SOURCE MATERIAL Start Marker
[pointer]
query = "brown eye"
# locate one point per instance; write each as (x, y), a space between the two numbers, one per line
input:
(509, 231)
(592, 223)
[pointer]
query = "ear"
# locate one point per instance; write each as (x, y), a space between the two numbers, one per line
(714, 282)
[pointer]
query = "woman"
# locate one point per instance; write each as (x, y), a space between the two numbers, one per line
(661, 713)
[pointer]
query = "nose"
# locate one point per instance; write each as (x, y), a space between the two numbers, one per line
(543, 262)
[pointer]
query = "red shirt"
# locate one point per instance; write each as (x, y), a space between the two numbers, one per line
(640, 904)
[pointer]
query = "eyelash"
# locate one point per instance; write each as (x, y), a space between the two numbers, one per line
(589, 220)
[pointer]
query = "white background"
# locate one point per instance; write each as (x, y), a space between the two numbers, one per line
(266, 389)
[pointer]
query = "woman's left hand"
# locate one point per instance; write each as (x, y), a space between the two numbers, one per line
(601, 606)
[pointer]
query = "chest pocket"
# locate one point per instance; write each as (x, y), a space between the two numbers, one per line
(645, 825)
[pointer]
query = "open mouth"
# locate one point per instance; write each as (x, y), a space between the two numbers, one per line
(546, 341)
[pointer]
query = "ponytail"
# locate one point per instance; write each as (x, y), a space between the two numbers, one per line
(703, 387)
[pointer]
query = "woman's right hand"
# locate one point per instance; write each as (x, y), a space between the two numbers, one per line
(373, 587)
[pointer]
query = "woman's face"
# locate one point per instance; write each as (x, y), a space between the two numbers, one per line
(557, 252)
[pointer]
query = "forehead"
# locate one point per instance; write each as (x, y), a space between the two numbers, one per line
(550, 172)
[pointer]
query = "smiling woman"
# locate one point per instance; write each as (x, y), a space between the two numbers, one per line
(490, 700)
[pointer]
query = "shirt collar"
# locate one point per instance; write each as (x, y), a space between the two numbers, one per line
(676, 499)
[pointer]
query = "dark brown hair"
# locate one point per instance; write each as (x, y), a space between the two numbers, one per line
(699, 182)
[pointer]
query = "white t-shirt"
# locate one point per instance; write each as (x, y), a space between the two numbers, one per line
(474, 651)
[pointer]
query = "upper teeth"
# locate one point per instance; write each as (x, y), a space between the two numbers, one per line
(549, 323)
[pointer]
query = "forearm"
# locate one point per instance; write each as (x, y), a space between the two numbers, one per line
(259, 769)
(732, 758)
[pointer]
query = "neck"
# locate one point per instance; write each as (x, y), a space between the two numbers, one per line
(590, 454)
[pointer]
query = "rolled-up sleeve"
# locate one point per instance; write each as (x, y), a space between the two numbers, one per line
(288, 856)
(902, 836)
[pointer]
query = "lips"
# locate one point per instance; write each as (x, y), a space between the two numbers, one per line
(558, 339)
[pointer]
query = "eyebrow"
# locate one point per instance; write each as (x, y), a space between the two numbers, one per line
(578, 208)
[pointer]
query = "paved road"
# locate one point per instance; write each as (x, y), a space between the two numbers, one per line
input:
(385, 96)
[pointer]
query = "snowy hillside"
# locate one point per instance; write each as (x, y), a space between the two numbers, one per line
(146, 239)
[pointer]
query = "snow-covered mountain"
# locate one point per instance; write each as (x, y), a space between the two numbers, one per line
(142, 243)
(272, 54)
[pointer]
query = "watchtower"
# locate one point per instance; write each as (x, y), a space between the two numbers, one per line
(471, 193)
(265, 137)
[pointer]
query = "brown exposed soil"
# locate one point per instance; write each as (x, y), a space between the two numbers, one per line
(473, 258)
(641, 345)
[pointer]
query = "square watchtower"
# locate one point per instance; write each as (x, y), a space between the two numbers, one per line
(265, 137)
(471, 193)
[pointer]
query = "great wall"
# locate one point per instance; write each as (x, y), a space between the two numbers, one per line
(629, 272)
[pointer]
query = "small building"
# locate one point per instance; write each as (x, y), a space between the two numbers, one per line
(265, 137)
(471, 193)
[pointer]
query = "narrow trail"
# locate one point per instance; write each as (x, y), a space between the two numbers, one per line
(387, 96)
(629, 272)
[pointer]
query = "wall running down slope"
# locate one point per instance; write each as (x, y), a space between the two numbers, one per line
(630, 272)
SOURCE MATERIAL End Marker
TRY IT:
Every entry above should be written out again, precisely.

OUTPUT FOR THIS TASK:
[pointer]
query = "brown eye"
# locate one point per instance; write each as (x, y), a space between the two numbers, one per line
input:
(509, 231)
(592, 223)
[pointer]
query = "ear"
# locate one point per instance; write each as (x, y), a space between the two numbers, one per line
(714, 282)
[pointer]
query = "woman"
# locate one point per instance; write each as (x, y), a space between the two numbers, one per line
(661, 713)
[pointer]
query = "nose"
# locate one point per instance; write each as (x, y), a space between the two numbers, one per line
(543, 262)
[pointer]
query = "red shirt"
# locate one point per instance; write each as (x, y), a space between the two numbers, one per line
(640, 904)
[pointer]
query = "eyelash"
# locate one point per instance; write each as (x, y), a space between the two numbers, one per line
(589, 220)
[pointer]
query = "white background"
# locate one point per instance; write each as (x, y), a space between the two numbers, one per line
(266, 389)
[pointer]
query = "woman's left hand"
# locate one point per instance; write each as (x, y), a space between the two numbers, one per line
(601, 606)
[pointer]
query = "chest pocket"
# locate one point per instance; write each as (x, y), a space between the two numbers, one per line
(645, 825)
[pointer]
query = "open mouth"
# locate one point per instance; write each as (x, y), a space between the two numbers, one per line
(546, 341)
[pointer]
query = "ponytail"
# locate one point per instance; write each as (x, y), a space between the two numbers, one per line
(703, 387)
[pointer]
query = "woman's right hand"
# locate one point per instance; write each as (x, y), a space between the two numbers, one per line
(373, 587)
[pointer]
query = "woman's face"
# locate one point per instance; write each as (x, y), a space between the two numbers, one per line
(557, 252)
[pointer]
query = "forehead"
# locate one point per instance; write each as (x, y), a space between the two numbers, one per line
(550, 172)
[pointer]
query = "smiling woman"
# locate one point per instance; write each as (x, y), a space between the two numbers, one per line
(490, 700)
[pointer]
query = "shirt collar"
# locate one point per instance; write each as (x, y), a space between the two numbers, one per line
(676, 499)
[pointer]
query = "dark brown hair"
# locate one point per instance; write each as (x, y), a space between the two numbers, one per line
(699, 182)
[pointer]
query = "white t-shirt"
# locate one point per instance; write each as (x, y), a space between the two numbers, one per line
(474, 651)
[pointer]
query = "upper teeth"
# locate one point per instance; write each as (x, y), a space between the two numbers, one per line
(549, 323)
[pointer]
query = "forearm"
# locate one point per instance; write each as (x, y), a space between the two numbers, one per line
(259, 769)
(732, 758)
[pointer]
query = "neck"
# locate one point per instance; write each as (x, y), a space between the two numbers, one per line
(590, 454)
[pointer]
query = "rolled-up sleeve"
# locate one point per instance; write each as (x, y), a space between the two numbers, one per line
(288, 856)
(902, 836)
[pointer]
query = "lips"
# locate one point per instance; write each as (x, y), a space between the two numbers, one per line
(558, 339)
[pointer]
query = "eyebrow"
# locate one point per instance; write each as (x, y), a space between the two numbers, one per line
(578, 208)
[pointer]
query = "paved road"
# locate one point per instance; write each as (x, y), a space between the two numbers, one per line
input:
(385, 96)
[pointer]
query = "snowy hillside"
# locate one point per instance; write each as (x, y), a space between the two numbers, one per line
(146, 239)
[pointer]
query = "snow-covered mountain"
# locate one point per instance; write each as (x, y), a space between the two numbers, one per line
(142, 243)
(272, 54)
[pointer]
query = "watchtower"
# locate one point per instance; write each as (x, y), a space between the two numbers, one per line
(471, 193)
(265, 137)
[pointer]
query = "brown exposed soil"
# locate one point per instance; write each as (x, y), a space between the two numbers, one per line
(473, 258)
(641, 345)
[pointer]
query = "square watchtower"
# locate one point per instance; write each as (x, y), a space between the two numbers, one per line
(265, 137)
(471, 193)
[pointer]
query = "great wall"
# locate one point per instance; write each as (x, y), a space between the two numbers, one per line
(629, 272)
[pointer]
query = "small building"
# locate one point per instance; write each as (x, y), a space between the two numbers, one per line
(265, 137)
(471, 193)
[pointer]
query = "narrow trail"
# locate one point per instance; write each as (x, y), a space between the two numbers, one per line
(387, 96)
(629, 272)
[pointer]
query = "wall running down slope"
# locate one point per instance; write each as (x, y), a space between the two numbers, one per line
(630, 272)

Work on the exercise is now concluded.